Фрагмент текста:
◇ ◇ ◇ ◇ ◇ ◇ ◇

Яков Кротов. Путешественник по времени. Вспомогательные материалы.
ВОСПОМИНАНИЯ
К оглавлению
VII
Когда остался я в Москве в пансионе Янчина один, а родители с братом Сергеем и сестрой засели в Поповке, все, что переживали они там, переживалось и мною.
155//156
Но отдаленность моя от их жизни не только давала возможность, но невольно заставляла глубже вдумываться в нее. Я думал о ней в гимназической клетке, как в тюрьме думают о жизни на свободе. Многое становится яснее и понятнее, чем в непосредственном участии в жизненном процессе. Именно в это время я постиг все значение труда. Успехи брата Сергея по хозяйству разжигали во мне желание приложить руки к Поповке. Иваны Рыжие, Семены Трошины издали вырастали в идеалы. Поля, скотный двор, леса получили силу особого притяжения не только тем, чем были они милы в детстве, а тем, что с ними можно сделать. За латинскими и греческими уроками мечты уносились туда, и когда с накопленной за зиму жаждой я приезжал на каникулы в Поповку, я чувствовал прилив энергии и обидную отсталость. Брат уже втянулся в работу, захозяйствовал по-настоящему, не как барин, а как мужик. Вставал до солнца, ложился с солнцем и весь день был в работе. Подымал сам рабочих, снаряжал их и с ними проводил день в поле и успевал дома, что надо делать. Скотный двор и инвентарь скоро стали неузнаваемыми. Исподволь ремонтировано было все — и сбруя, и всякая снасть, и надворные постройки. Старое и хлам все обновилось, без затрат извне, оборотного капитала не было, а внимательным, кропотливым трудом, что называется за каждой малостью свой хозяйственный глаз.
Все вырастало из наличного материала. Свой лес, своя кожа, шерсть, овчина, пенька, лыко, хлеб, а как без оборотного капитала обернуться, как вложить и применить труд, научили мужики да рабочие — плотники, тележники, шорники, что ремонтировали, подновляли добро. Хозяйственная программа вырабатывалась с ними изо дня в день понемножку, как расчетистее сделать, когда что начать, чему какой черед в работе —
156//157
все это решалось по подсказу мужиков. Лучшей практической школы не найти, и это же вносило особый склад и задавало тон всей работе. Работали весело, дружно, "потому завсегда с самим хозяином", и хозяйский авторитет брата вырос быстро. Уже вторые мои каникулы, когда я увидел, как он распоряжается и как его слушают, я почувствовал в нем хозяина, пользующегося авторитетом и уважением. Я помогал в качестве пристяжной, но распоряжаться не мог и работать так не мог. В такую работу нужно втягиваться постепенно, а не прямо из гимназии, да начать вставать с солнцем, да до ночи работать — не вынесешь. Однако хоть и на пристяжке, хоть понемножку трудовую школу я проходил и что такое хозяйство ушивками да обрывками узнавал.

◇ ◇ ◇ ◇ ◇ ◇ ◇

Письменное задание A: Перечислите все строки записей, где встречается слово «front». Регистр букв учитывается.

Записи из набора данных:
◇ ◇ ◇ ◇ ◇ ◇ ◇

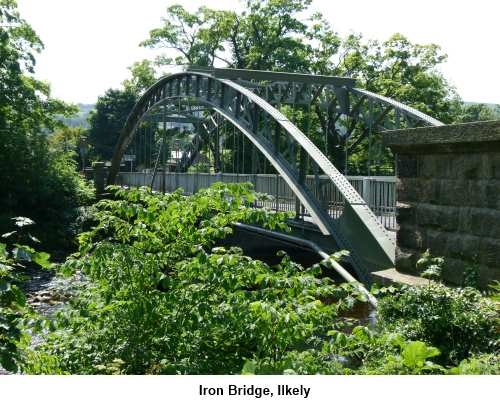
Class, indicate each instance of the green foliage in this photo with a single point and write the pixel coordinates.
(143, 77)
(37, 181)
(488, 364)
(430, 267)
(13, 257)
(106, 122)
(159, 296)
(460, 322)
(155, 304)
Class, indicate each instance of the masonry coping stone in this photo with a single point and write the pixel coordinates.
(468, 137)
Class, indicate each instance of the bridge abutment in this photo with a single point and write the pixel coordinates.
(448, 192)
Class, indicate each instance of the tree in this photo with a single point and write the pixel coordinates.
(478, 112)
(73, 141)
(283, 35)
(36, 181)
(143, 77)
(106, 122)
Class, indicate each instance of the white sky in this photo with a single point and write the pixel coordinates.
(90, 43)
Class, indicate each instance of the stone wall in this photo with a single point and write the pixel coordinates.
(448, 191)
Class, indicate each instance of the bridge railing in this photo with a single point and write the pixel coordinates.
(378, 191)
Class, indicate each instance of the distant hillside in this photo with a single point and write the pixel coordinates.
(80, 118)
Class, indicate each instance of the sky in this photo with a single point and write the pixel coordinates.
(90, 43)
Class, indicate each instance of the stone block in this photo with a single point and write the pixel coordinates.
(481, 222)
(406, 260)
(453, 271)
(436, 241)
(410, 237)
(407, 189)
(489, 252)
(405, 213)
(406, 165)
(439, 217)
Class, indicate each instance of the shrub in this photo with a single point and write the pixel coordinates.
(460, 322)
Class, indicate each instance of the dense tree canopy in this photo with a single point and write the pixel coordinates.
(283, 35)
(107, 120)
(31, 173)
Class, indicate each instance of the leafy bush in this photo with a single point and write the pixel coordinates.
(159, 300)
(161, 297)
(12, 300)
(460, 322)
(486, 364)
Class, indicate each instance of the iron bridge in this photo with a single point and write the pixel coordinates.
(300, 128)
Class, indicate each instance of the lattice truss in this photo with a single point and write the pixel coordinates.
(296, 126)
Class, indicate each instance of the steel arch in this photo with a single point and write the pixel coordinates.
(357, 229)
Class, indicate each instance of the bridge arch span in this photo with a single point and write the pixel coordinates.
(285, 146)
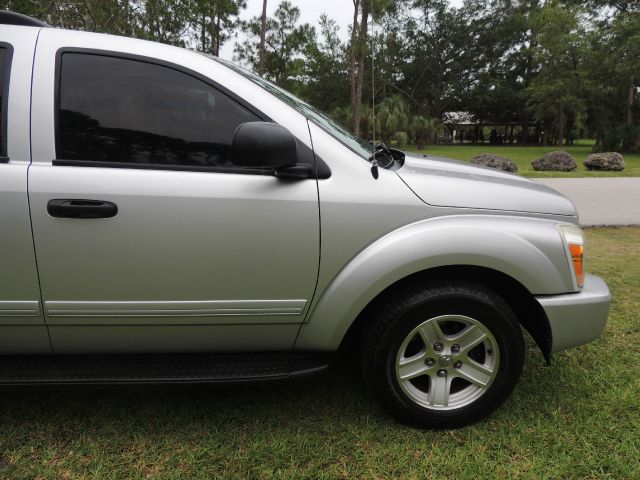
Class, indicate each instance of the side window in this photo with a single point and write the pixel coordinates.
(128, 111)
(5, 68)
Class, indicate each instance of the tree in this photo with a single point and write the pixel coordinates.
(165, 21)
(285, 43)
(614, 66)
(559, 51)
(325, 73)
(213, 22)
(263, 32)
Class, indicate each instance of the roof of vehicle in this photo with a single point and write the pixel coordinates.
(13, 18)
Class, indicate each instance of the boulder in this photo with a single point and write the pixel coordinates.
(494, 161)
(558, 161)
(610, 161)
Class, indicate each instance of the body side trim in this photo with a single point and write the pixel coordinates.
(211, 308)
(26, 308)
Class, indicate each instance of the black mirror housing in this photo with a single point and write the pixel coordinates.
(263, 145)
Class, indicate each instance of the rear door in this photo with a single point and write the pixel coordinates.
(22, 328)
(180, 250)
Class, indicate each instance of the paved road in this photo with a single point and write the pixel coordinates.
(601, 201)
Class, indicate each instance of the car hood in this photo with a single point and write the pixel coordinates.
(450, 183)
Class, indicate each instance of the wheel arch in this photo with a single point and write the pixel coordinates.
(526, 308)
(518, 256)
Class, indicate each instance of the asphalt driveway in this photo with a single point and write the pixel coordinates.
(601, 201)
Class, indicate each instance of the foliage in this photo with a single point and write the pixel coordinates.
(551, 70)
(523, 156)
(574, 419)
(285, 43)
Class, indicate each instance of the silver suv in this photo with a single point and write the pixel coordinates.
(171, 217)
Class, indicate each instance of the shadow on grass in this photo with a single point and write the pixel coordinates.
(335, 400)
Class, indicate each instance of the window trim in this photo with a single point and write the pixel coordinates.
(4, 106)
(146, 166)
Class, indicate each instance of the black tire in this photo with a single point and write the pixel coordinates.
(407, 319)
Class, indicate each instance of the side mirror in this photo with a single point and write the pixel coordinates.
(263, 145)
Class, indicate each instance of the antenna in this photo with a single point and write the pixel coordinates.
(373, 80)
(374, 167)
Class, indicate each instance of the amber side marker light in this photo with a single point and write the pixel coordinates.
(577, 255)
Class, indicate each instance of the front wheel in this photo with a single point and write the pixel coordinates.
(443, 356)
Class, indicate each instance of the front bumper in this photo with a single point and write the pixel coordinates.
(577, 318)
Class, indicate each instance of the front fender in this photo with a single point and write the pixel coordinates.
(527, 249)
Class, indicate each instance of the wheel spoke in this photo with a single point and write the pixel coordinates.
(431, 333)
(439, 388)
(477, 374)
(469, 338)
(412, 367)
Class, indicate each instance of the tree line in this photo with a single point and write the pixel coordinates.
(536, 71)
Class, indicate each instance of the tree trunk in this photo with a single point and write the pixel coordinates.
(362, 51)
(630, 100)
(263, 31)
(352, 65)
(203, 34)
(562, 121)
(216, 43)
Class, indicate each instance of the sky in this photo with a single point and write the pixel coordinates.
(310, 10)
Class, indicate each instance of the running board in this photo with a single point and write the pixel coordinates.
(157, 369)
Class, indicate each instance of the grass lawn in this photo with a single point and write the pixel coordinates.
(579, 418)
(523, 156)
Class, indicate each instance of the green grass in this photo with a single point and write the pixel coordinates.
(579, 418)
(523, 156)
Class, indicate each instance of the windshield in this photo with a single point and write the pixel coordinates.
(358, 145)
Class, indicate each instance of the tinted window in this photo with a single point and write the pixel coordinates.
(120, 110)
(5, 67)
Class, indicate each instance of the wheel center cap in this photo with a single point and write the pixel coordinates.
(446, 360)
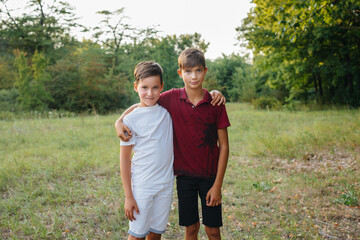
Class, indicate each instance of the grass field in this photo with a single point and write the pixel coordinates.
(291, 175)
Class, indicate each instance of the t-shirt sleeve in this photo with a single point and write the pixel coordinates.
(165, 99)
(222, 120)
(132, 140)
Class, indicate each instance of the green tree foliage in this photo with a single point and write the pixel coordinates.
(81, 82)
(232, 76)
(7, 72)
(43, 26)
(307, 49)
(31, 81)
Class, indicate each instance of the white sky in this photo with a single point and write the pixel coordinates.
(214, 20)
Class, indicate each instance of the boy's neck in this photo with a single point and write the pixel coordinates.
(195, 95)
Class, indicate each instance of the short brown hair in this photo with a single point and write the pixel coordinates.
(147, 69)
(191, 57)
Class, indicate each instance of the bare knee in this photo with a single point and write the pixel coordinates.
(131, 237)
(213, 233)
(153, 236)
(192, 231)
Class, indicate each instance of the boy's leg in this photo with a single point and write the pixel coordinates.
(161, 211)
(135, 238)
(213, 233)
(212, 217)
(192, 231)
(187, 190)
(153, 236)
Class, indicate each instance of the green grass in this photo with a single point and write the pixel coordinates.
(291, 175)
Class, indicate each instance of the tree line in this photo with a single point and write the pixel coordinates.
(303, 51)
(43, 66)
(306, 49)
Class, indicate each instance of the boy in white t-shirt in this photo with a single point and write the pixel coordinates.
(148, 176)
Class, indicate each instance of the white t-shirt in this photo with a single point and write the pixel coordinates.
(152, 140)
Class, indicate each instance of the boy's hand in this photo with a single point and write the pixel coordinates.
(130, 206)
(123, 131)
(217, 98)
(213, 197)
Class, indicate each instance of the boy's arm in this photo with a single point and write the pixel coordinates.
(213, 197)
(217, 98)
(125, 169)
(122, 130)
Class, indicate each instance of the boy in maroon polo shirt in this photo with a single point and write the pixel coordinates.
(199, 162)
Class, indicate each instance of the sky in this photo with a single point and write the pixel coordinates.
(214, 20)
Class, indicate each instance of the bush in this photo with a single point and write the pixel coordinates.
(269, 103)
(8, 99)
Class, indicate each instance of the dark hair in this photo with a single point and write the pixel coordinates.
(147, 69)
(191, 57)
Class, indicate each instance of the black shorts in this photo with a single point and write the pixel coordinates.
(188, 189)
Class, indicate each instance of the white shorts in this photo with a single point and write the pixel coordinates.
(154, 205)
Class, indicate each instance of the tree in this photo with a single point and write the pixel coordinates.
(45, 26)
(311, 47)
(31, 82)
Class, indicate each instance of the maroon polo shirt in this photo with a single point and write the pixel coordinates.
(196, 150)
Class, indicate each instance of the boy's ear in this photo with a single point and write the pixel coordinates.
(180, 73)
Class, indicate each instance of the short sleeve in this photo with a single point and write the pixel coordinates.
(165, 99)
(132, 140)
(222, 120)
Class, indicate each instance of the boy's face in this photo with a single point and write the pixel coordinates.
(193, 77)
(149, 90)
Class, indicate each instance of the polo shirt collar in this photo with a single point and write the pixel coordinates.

◇ ◇ ◇ ◇ ◇ ◇ ◇

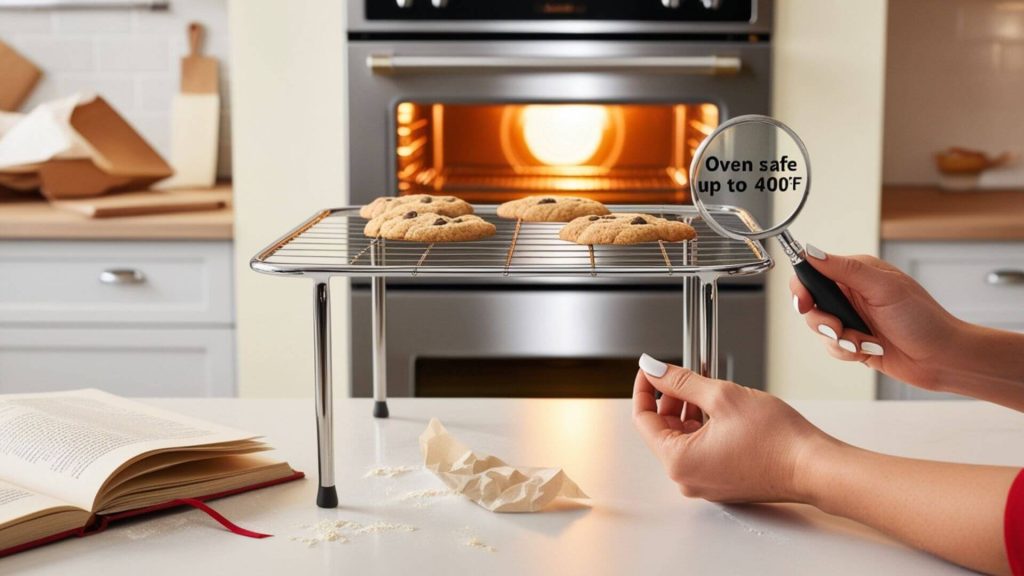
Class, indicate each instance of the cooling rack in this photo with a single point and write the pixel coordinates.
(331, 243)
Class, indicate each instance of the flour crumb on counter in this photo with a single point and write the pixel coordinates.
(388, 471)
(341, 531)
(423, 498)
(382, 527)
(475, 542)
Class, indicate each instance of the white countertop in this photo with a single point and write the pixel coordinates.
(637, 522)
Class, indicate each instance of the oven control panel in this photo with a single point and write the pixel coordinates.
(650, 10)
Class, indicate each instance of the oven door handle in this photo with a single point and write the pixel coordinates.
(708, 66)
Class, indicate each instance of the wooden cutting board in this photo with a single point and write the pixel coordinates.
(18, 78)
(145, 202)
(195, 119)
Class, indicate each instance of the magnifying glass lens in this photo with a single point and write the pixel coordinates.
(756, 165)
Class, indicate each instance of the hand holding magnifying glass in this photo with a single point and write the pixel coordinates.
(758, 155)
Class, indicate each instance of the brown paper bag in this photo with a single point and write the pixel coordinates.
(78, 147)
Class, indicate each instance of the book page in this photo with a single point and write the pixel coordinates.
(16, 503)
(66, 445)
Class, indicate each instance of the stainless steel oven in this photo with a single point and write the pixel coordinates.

◇ ◇ ◇ ◇ ◇ ◇ ◇

Письменное задание B: Воспроизведите дословно отрывок из воспоминаний, начиная со слов «ВОСПОМИНАНИЯ» и далее до слов «переживалось и мною.».

Итоговый результат A:
Class, indicate each instance of the front wheel in this photo with a single point and write the pixel coordinates.
Class, indicate each instance of the front bumper in this photo with a single point and write the pixel coordinates.
Class, indicate each instance of the front fender in this photo with a single point and write the pixel coordinates.

Итоговый результат B:
ВОСПОМИНАНИЯ
К оглавлению
VII
Когда остался я в Москве в пансионе Янчина один, а родители с братом Сергеем и сестрой засели в Поповке, все, что переживали они там, переживалось и мною.